» Text zum Lesen
Der Endspurt zu den EU-Wahlen am 25. Mai hat nicht klargemacht, was alles auf dem Spiel steht, auch wenn die Kandidaten wichtige wirtschaftliche, politische, moralische und kulturelle Themen angesprochen haben. Immer noch herrschen Mehrdeutigkeiten in beiden großen Lagern. Befürworter eines bundesstaatlichen "großen Sprungs vorwärts" mit stärkeren gemeinsamen Institutionen stellen den Populismus als den Hauptfeind Europas dar. Sie scheinen zu glauben, dass "rationalere" Institutionen genügen würden, die Strukturkrisen zu überwinden, in die die EU seit dem Platzen der Spekulationsblase 2008 geraten ist, ohne dass die politischen Grundsätze oder die inneren Kräfteverhältnisse geändert werden müssten.

» Vorgegebene Einträge
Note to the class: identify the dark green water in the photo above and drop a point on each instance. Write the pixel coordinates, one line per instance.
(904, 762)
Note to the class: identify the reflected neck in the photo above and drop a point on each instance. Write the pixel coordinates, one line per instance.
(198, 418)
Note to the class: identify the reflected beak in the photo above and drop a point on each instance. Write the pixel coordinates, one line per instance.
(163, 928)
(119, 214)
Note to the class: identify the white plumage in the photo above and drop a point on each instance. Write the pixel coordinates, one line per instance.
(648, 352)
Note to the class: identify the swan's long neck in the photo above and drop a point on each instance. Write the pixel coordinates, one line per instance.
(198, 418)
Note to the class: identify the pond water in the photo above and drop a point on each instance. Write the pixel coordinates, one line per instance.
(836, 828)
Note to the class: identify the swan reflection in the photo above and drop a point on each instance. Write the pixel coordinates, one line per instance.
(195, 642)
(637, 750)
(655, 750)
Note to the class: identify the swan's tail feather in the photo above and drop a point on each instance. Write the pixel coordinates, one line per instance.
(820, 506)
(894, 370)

» Aufgaben
1. Schreiben Sie den Text über die EU-Wahlen neu, beginnend mit „Der Endspurt zu“ und weiter bis „geändert werden müssten.“. Setzen Sie dabei „Nationalismus“ anstelle von „Populismus“ ein.
2. Prüfen Sie anhand des Textes über die EU-Wahlen, ob die folgenden Aussagen zutreffen. Antworten Sie jeweils mit Ja oder Nein und zitieren Sie die entscheidende Textstelle wörtlich.
(a) Die Befürworter eines bundesstaatlichen „großen Sprungs vorwärts“ halten den Populismus für den Hauptfeind Europas.
(b) Die Kandidaten haben im Wahlkampf keine wirtschaftlichen Themen angesprochen.
(c) Die Strukturkrisen der EU setzten nach dem Platzen der Spekulationsblase im Jahr 2011 ein.

» Lösungen
1.
Der Endspurt zu den EU-Wahlen am 25. Mai hat nicht klargemacht, was alles auf dem Spiel steht, auch wenn die Kandidaten wichtige wirtschaftliche, politische, moralische und kulturelle Themen angesprochen haben. Immer noch herrschen Mehrdeutigkeiten in beiden großen Lagern. Befürworter eines bundesstaatlichen "großen Sprungs vorwärts" mit stärkeren gemeinsamen Institutionen stellen den Nationalismus als den Hauptfeind Europas dar. Sie scheinen zu glauben, dass "rationalere" Institutionen genügen würden, die Strukturkrisen zu überwinden, in die die EU seit dem Platzen der Spekulationsblase 2008 geraten ist, ohne dass die politischen Grundsätze oder die inneren Kräfteverhältnisse geändert werden müssten.

2.
(a) Ja: „stellen den Populismus als den Hauptfeind Europas dar“
(b) Nein: „auch wenn die Kandidaten wichtige wirtschaftliche, politische, moralische und kulturelle Themen angesprochen haben“
(c) Nein: „seit dem Platzen der Spekulationsblase 2008“